§ Aim of the task: Swap "white sedan" for "gray sedan" in the part of the listing below that opens with the line containing "Objective — one marker on every instance of the debris" and runs to the end of the listing. Give back only that part, with nothing else changed.

**** Dataset excerpts ****

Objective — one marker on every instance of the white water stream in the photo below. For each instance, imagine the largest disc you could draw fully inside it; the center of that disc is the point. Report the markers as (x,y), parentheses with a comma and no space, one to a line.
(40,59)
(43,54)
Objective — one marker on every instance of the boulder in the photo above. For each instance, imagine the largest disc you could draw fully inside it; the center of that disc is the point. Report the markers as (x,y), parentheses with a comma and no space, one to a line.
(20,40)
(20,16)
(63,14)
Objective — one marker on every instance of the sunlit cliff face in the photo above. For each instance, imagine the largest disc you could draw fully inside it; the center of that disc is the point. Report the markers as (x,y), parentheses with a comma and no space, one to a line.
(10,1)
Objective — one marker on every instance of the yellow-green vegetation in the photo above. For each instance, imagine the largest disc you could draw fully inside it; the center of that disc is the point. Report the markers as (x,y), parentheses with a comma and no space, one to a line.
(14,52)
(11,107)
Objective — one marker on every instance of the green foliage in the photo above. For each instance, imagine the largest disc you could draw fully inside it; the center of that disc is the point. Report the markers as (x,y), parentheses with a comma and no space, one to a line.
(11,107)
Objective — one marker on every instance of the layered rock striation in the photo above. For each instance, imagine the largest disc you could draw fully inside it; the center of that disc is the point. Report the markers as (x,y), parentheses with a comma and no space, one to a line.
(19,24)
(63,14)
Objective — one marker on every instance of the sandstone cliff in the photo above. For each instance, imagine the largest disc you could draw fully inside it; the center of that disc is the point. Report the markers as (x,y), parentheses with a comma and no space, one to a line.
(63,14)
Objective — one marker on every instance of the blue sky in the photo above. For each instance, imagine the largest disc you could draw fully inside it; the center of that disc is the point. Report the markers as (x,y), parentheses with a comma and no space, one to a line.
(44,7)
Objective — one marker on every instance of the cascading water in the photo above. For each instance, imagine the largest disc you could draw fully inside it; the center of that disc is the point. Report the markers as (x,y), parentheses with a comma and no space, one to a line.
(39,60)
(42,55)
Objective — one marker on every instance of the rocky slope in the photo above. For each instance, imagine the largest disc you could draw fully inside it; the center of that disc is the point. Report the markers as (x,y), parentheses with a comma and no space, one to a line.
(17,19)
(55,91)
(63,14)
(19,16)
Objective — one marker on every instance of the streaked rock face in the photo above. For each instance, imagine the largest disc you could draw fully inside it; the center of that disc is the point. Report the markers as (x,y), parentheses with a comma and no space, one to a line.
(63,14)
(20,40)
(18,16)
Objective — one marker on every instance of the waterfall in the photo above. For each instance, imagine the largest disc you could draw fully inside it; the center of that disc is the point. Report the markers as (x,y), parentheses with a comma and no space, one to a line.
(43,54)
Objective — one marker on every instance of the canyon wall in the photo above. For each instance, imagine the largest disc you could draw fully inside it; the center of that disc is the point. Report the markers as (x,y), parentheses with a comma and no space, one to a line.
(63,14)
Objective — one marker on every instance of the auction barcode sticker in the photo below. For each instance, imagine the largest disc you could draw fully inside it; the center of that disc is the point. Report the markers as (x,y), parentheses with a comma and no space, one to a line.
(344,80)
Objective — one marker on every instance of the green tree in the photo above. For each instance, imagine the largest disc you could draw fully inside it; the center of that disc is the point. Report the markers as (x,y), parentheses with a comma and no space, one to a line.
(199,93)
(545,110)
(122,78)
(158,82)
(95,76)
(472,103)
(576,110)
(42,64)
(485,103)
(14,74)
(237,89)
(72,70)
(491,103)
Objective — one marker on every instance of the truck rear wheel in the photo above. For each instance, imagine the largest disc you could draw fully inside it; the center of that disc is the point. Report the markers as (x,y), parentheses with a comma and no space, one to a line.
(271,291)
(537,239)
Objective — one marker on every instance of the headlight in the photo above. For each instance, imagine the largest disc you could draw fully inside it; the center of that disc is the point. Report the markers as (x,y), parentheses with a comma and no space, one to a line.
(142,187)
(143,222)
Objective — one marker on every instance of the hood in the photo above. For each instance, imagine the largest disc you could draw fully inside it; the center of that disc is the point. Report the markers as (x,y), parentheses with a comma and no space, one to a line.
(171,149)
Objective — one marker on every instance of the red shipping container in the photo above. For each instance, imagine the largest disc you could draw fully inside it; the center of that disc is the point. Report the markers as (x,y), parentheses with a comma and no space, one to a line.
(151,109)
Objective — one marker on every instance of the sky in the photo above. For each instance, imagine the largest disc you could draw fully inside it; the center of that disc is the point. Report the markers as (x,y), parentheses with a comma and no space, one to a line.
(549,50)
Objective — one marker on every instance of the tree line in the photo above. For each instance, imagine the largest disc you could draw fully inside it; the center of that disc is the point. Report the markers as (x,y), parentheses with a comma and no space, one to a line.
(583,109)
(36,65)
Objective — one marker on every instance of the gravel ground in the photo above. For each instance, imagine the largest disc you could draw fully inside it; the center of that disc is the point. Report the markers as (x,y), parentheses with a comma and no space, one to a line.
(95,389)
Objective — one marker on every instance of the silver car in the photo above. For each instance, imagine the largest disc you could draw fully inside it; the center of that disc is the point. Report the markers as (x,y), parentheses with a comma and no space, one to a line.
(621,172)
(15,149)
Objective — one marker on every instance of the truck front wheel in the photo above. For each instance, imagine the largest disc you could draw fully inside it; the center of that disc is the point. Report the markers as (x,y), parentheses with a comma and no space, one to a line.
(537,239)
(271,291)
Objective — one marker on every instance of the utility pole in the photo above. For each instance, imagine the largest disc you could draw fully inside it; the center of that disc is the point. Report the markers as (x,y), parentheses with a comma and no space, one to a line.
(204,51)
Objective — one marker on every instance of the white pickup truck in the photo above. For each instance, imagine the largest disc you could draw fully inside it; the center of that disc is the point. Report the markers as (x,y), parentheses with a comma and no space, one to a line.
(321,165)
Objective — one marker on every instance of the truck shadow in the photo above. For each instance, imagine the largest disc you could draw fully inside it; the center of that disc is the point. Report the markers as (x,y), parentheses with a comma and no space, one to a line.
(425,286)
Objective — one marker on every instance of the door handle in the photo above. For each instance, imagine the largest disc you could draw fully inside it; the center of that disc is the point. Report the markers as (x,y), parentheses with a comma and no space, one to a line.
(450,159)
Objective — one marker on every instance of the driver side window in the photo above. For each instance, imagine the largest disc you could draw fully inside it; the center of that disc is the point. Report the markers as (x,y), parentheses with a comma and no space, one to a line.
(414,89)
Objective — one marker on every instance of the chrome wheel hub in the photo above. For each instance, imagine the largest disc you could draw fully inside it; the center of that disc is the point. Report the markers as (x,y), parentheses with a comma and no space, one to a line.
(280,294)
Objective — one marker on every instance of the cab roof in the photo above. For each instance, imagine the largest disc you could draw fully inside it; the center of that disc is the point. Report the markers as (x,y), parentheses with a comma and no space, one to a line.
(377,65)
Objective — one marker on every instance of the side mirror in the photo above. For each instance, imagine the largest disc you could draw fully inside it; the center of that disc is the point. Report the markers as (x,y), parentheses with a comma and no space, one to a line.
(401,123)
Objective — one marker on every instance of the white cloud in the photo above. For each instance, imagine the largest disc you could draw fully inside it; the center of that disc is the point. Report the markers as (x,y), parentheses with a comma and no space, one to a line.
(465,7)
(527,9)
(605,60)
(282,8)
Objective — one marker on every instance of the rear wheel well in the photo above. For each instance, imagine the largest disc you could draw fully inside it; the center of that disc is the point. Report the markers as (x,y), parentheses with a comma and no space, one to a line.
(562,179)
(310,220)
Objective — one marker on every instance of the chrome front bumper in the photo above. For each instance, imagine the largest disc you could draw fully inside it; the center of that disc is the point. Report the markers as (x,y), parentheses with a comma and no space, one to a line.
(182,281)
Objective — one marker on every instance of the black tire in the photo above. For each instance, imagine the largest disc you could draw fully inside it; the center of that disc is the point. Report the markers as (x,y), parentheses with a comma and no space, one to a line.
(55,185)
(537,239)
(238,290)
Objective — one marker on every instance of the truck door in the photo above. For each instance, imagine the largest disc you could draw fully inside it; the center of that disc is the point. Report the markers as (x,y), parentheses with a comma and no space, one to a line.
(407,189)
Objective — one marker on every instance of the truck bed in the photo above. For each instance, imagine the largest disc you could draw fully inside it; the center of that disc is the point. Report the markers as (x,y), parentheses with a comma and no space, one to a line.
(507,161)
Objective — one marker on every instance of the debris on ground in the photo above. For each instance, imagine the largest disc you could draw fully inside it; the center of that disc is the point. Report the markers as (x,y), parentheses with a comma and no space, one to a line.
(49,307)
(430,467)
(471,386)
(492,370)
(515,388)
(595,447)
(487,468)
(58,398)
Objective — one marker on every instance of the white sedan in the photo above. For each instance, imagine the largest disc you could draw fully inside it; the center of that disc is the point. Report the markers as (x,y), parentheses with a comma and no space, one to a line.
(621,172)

****

§ Response:
Objective — one marker on every instance of the debris on ground in the photo above. For each instance, imagine the largest disc you could draw fully inside it; the center of that disc is the point. Report the markers as (x,y), parentheses with a comma and no space, one to a line.
(49,307)
(430,467)
(471,386)
(492,370)
(515,388)
(595,447)
(487,468)
(58,398)
Objective — one marker on every instance of the gray sedan in the photo above. For each instance, imagine the largest disc you could draw fully inside it; the center of that disc is the point. Report the markers as (x,y), parentheses with a comma and no space, one to a line.
(621,172)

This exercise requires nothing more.